## WHAT NEEDS TO BE DONE
In the journal listing below, swap "necropolises" for "cemeteries" and write out the passage from "In the second" up to and including "their respective materiality.".

## PROVIDED PASSAGE
SAECULUM. Jahrbuch für Universalgeschichte
Volume 70 (2020), number 2
Contributions: Anniversary Issue “Vergleich. 70 Jahre Saeculum”Beat Schweizer: Gräber als Ressourcen kollektiver Identitäten in vergleichender Perspektive. Zu Grabbefunden archaischer Zeit der italischen Halbinsel auf der Basis der Diskussionen zum Vergleich in Ethnologie, Geschichtswissenschaften und Archäologie
This contribution compares graves as resources of social groups of the Italian peninsula between the 7th and 3rd century BCE. In the first part, discourses on comparison in cultural and historical studies are presented. For ethnology and history, the shifting interest from generalizing or macro-sociologically oriented comparisons to contextual and processual comparisons is described. These developments coincided with changes of research topics: from correlations of cultural elements to homogeneously conceived cultures, societies, or nations to processes around social and cultural contexts, for which interdependencies and relationships are also considered. In archaeology, comparison was discussed, on the one hand, primarily in terms of classification, and, on the other hand, in terms of analogies as asymmetrical comparisons.
In the second part, recent conceptualizations of ethnology and history are applied to two archaeological case studies. The Heroon of Poseidonia/Paestum and necropolises of Caere at the site of today’s Cerveteri are described as resources in the broad sense of media for construction, but also for preservation and transformation of social groups’ identities. Based on a contrasting comparison from this perspective, the final section focuses on alternative explanations of historical processes of development and their respective materiality.
Wolfgang Reinhard: Resonanzsensibilität von Kulturen
This article seeks to complement Hartmut Rosa’s stimulating book on resonance theory from an intercultural or, in a present-day term, transcultural perspective. This approach is chosen here because societies can vary extremely with regard to their mutual cultural sensitivity. This fact entailed important historical consequences. The article first presents Rosa’s concept of resonance (1), then provides a brief working definition of culture (2). After offering a general proposition on transcultural resonance sensitivity (3), the article discusses early modern preconditions of cultural interaction between Europe and Latin America as well as between Europe and East Asia. The pre-modern world most likely left more comparable patterns of cultural identity than our present world of largely unified global culture (4). Three histories of resonance between Europe, on the one hand, and Japan, China and Spanish America, on the other (5) form the basis of some general conclusions in the final section.
Ulrich Veit: Die „ethnographische Analogie“: Aufstieg und Niedergang eines heuristischen Schemas in der deutschsprachigen Urgeschichtsforschung im 20. Jahrhundert
In retrospect, “ethnographic analogy” may be regarded as one of the central concepts of research in prehistory under the influence of positivism during the late 19th century. As a heuristic principle for the interpretation of archaeological finds and other archaeological structures (palaeolithic parietal and mobile art, neolithic monumental architecture, bronze and iron age grave inventories) this form of asymmetric cultural comparison continued to develop in the 19th century, but it retained its relevance for archaeological reasoning even under the different epistemological conditions of the 20th century (historicism, functionalism, processualism, early post-processualism). During this period, several attempts were undertaken by prehistorians to develop a method of analogical inference based on this principle. But all these attempts ultimately failed because from a heuristic principle, no lawlike conclusions can be drawn. As a consequence, the principle of analogical reasoning increasingly came under critique. The criticism reflects some of the fundamental epistemological changes that took place within Prehistoric Archaeology during the 20th century. Mainly from a history of science perspective and with a focus on debates conducted within the german context, this paper presents the relevant arguments made in favour of and against “ethnographic analogy”. It thus sheds new light on the special historical conditions that led to the development, flourishing, and crisis of this important heuristic principle.

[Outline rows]
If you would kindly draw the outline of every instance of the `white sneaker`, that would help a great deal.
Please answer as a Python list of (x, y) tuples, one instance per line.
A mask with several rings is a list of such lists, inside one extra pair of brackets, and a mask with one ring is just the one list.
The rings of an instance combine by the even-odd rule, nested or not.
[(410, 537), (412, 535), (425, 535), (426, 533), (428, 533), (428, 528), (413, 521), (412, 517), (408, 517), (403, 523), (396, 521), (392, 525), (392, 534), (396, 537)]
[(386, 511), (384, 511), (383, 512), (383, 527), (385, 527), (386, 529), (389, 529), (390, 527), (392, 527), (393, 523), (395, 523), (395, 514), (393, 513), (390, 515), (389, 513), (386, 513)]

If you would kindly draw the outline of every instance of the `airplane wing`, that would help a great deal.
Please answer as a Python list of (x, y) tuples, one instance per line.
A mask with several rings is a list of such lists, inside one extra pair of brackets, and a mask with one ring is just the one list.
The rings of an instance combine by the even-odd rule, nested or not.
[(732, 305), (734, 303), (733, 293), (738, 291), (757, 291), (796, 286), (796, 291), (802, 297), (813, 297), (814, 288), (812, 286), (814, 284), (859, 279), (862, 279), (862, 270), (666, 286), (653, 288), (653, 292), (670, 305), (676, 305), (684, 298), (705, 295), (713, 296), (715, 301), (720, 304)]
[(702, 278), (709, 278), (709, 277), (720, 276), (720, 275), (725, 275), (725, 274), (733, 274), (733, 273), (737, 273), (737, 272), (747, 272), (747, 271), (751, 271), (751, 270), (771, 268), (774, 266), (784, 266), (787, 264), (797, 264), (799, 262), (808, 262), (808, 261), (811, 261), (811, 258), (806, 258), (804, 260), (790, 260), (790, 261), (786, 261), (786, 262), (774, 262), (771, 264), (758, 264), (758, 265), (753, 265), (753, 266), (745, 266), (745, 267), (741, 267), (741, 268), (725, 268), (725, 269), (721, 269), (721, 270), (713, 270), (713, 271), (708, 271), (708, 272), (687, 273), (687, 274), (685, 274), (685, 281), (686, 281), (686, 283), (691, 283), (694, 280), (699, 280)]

## ANSWER TO THE EXERCISE
In the second part, recent conceptualizations of ethnology and history are applied to two archaeological case studies. The Heroon of Poseidonia/Paestum and cemeteries of Caere at the site of today’s Cerveteri are described as resources in the broad sense of media for construction, but also for preservation and transformation of social groups’ identities. Based on a contrasting comparison from this perspective, the final section focuses on alternative explanations of historical processes of development and their respective materiality.